Convert all of the records below into a numbered list, one line per item, and omit any blank lines.

* begin *

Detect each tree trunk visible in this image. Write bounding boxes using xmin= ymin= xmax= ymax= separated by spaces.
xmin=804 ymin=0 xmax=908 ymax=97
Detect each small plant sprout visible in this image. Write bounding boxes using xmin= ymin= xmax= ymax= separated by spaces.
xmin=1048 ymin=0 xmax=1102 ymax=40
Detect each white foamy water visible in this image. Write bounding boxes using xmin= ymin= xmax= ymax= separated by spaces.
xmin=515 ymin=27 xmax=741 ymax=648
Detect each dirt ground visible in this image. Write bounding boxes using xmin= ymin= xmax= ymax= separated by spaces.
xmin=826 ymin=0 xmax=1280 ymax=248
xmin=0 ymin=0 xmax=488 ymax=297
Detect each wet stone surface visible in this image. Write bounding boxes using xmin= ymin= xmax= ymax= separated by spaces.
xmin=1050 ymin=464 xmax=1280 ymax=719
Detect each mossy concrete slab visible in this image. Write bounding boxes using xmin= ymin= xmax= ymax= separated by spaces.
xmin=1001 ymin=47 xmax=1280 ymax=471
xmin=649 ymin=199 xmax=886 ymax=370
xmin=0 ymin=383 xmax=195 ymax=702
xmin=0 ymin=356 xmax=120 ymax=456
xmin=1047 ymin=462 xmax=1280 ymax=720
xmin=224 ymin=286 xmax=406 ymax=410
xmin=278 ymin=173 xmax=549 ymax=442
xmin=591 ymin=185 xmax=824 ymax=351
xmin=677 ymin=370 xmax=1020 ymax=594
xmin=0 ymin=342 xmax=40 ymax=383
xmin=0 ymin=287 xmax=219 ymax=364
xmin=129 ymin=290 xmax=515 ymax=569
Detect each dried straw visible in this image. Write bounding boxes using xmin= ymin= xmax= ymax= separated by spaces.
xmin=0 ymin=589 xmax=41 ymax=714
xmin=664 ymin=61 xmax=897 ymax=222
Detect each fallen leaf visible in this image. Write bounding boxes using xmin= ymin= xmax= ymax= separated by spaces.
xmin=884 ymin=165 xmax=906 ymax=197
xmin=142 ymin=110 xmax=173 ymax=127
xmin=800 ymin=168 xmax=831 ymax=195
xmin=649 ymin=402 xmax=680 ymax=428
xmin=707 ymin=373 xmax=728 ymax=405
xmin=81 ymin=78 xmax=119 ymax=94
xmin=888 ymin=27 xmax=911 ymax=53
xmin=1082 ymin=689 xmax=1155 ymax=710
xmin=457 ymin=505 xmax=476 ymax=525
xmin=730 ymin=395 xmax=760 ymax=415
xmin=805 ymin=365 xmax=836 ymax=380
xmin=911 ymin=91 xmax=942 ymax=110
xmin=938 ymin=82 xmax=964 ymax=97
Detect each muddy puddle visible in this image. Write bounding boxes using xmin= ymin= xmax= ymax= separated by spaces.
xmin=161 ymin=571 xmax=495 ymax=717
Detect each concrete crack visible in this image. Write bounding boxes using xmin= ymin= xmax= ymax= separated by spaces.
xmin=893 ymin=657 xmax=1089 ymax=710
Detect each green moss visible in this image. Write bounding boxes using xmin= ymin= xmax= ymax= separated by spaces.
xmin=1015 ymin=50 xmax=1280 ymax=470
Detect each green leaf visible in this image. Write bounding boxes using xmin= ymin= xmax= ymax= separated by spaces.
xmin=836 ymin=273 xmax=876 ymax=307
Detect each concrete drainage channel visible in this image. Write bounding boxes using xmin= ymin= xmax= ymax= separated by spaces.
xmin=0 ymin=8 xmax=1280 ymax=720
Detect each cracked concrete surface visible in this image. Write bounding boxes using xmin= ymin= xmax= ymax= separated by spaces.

* end *

[Exercise answer]:
1. Detect each tree trunk visible in this image. Write bounding boxes using xmin= ymin= xmax= ymax= separated by spaces.
2. xmin=804 ymin=0 xmax=908 ymax=97
3. Detect each small plant sprout visible in this image. Write bounding boxes using xmin= ymin= xmax= ymax= separated by spaces.
4. xmin=1048 ymin=0 xmax=1102 ymax=40
5. Detect each white foamy water visible in this image. Write bounding boxes using xmin= ymin= xmax= ymax= separated by spaces.
6. xmin=515 ymin=27 xmax=741 ymax=648
7. Detect each dirt ground visible in this image. Write bounding boxes using xmin= ymin= xmax= ymax= separated by spaces.
8. xmin=826 ymin=0 xmax=1280 ymax=248
9. xmin=0 ymin=0 xmax=488 ymax=297
10. Detect each wet stone surface visible in this image. Write bounding boxes using xmin= ymin= xmax= ymax= separated by spaces.
11. xmin=1050 ymin=464 xmax=1280 ymax=719
12. Detect each mossy concrete slab visible in this image. Write bounding boxes using xmin= ymin= xmax= ymax= separated by spaces.
13. xmin=1001 ymin=47 xmax=1280 ymax=471
14. xmin=649 ymin=199 xmax=886 ymax=370
15. xmin=0 ymin=383 xmax=195 ymax=702
16. xmin=0 ymin=356 xmax=120 ymax=456
17. xmin=1047 ymin=462 xmax=1280 ymax=720
18. xmin=224 ymin=286 xmax=406 ymax=410
19. xmin=278 ymin=173 xmax=549 ymax=442
20. xmin=591 ymin=185 xmax=824 ymax=351
21. xmin=677 ymin=370 xmax=1020 ymax=594
22. xmin=0 ymin=342 xmax=40 ymax=383
23. xmin=0 ymin=287 xmax=219 ymax=364
24. xmin=129 ymin=290 xmax=515 ymax=569
25. Detect each dried straw visible in this image. Write bounding boxes using xmin= ymin= xmax= ymax= separated by spaces.
26. xmin=0 ymin=589 xmax=41 ymax=714
27. xmin=664 ymin=61 xmax=897 ymax=222
28. Detect each fallen leaf visible in this image. Write bounding boxes using xmin= ymin= xmax= ymax= separated by spaces.
29. xmin=884 ymin=165 xmax=906 ymax=197
30. xmin=142 ymin=110 xmax=173 ymax=127
31. xmin=800 ymin=168 xmax=831 ymax=195
32. xmin=649 ymin=402 xmax=680 ymax=428
33. xmin=707 ymin=373 xmax=728 ymax=405
34. xmin=81 ymin=78 xmax=119 ymax=94
35. xmin=888 ymin=27 xmax=911 ymax=53
36. xmin=1082 ymin=689 xmax=1155 ymax=710
37. xmin=457 ymin=505 xmax=476 ymax=525
38. xmin=730 ymin=395 xmax=760 ymax=415
39. xmin=805 ymin=365 xmax=836 ymax=380
40. xmin=911 ymin=91 xmax=942 ymax=110
41. xmin=938 ymin=82 xmax=964 ymax=97
42. Detect each muddy puddle visible in this image. Write bounding boxes using xmin= ymin= xmax= ymax= separated by spaces.
43. xmin=161 ymin=571 xmax=495 ymax=717
44. Detect each concrete crack visible in this image. Write bounding boxes using xmin= ymin= xmax= ymax= separated by spaces.
45. xmin=893 ymin=657 xmax=1089 ymax=710
46. Detect each green moss visible in this image. Write bounding boxes using xmin= ymin= xmax= ymax= separated by spaces.
47. xmin=1015 ymin=50 xmax=1280 ymax=470
48. Detect each green leaf visible in this image. Write bounding boxes using xmin= ymin= xmax= ymax= separated by spaces.
49. xmin=836 ymin=273 xmax=876 ymax=307
50. Detect each concrete drainage channel visible in this image. Write bounding boxes using xmin= ymin= xmax= ymax= separated by spaces.
51. xmin=0 ymin=8 xmax=1280 ymax=720
52. Detect each cracked concrete surface visible in this image. Write bounding boxes using xmin= ymin= xmax= ymax= separated by spaces.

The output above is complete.